### Görev
Aşağıdaki Peygamber sevgisi metnine göre, Efendimiz'i seven biri dünyaya neden itibar ve iltifat nazarıyla bakmaz? Metnin gösterdiği gerekçeyi bir iki cümleyle açıklayın.

### Metin Bölümü
Gönülde Peygamber Sevgisinin Galip Gelmesinin Bereketi
Bir gönülde Allah Resulünün (s.a.v) sevgisi ağır gelirse kişide nasıl bir hâl değişimi olur? Hüdâyî Hazretleri bu sevgi ile ilgili ne buyuruyor?
Hüdâyî Hazretleri buyurur:
Gâlib olsa kişide hubb-i Habîb-i Medenî,
Zerrece gelmez ona ziynet dünyâ-yı denî…
Terk edip bid‘ati râh-ı sünene sâlik olur,
Bezleder Hakkʼa ibadet yoluna cân u teni…
“Bir gönülde, nurlu Medîneʼdeki Allâhʼın Habîbiʼnin muhabbeti gâlip olursa, ona dünyevî ve nefsânî ziynetler zerre kadar câzip ve kıymetli gelmez. Onun bütün zevki; sünnete aykırı hâl ve davranışları terk edip Efendimizʼin yolunun sâdık bir yolcusu olmak ve Cenâb-ı Hakkʼa ibadet yoluna ruh ve bedenini cömertçe sarf etmek olur.”
Peygamber Efendimiz -sallâllâhu aleyhi ve sellem-’i seven, dünyaya îtibar ve iltifat nazarıyla bakmaz. Zira gerçek mânâda seven birine, sevdiğinin husûsiyetleri sirâyet eder. Bizler de dâimâ âhireti dünyaya tercih eden Efendimiz’i seviyorsak, O’na benzemeye çalışmalı ve gönlümüzün rotasını, esas ve ebedî hayat olan âhirete çevirmeliyiz.
Nitekim Rasûlullah -sallâllâhu aleyhi ve sellem- Efendimizʼin nebevî terbiyesi altında yetişmiş olan ashâb-ı kirâm, Allah ve Rasûlʼüne öyle bir muhabbetle bağlandılar ki, onların gözlerinde ve gönüllerinde dünyanın bütün câzibeleri âdeta bir çakıl taşı gibi değersiz hâle geldi. Onlar, yarın nefislerinin varacağı konağın kabir olacağı şuuru içinde yaşadılar.

### Sağlanan Materyal
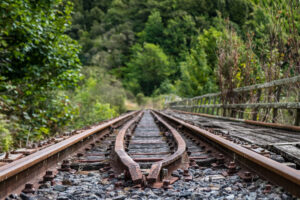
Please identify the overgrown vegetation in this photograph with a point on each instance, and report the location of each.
(67, 69)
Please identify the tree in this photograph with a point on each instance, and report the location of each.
(153, 32)
(147, 69)
(197, 77)
(37, 60)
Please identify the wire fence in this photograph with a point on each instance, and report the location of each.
(276, 101)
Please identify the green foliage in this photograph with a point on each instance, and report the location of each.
(147, 69)
(153, 31)
(197, 77)
(140, 99)
(99, 97)
(6, 139)
(37, 61)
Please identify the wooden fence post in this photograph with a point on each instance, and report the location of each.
(255, 110)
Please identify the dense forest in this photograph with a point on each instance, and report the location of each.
(68, 64)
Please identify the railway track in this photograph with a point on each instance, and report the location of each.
(149, 150)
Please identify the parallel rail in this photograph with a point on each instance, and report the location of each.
(14, 175)
(133, 167)
(273, 171)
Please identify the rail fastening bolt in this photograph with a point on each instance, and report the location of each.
(186, 172)
(268, 188)
(28, 189)
(231, 167)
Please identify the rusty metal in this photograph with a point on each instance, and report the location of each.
(29, 189)
(252, 122)
(156, 167)
(49, 176)
(132, 167)
(181, 147)
(273, 171)
(14, 175)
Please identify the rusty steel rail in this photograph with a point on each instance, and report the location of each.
(181, 149)
(127, 161)
(14, 175)
(271, 170)
(133, 167)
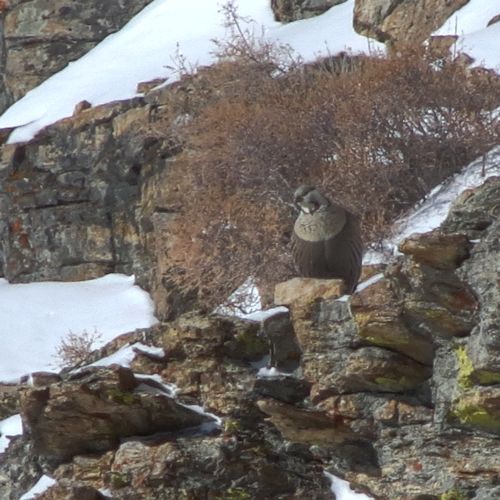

### Alıştırma Cevabı
Gerçek mânâda seven birine sevdiğinin husûsiyetleri sirâyet eder. Efendimiz dâimâ âhireti dünyaya tercih ettiğinden, O'nu seven de O'na benzer ve dünyaya değer vermez.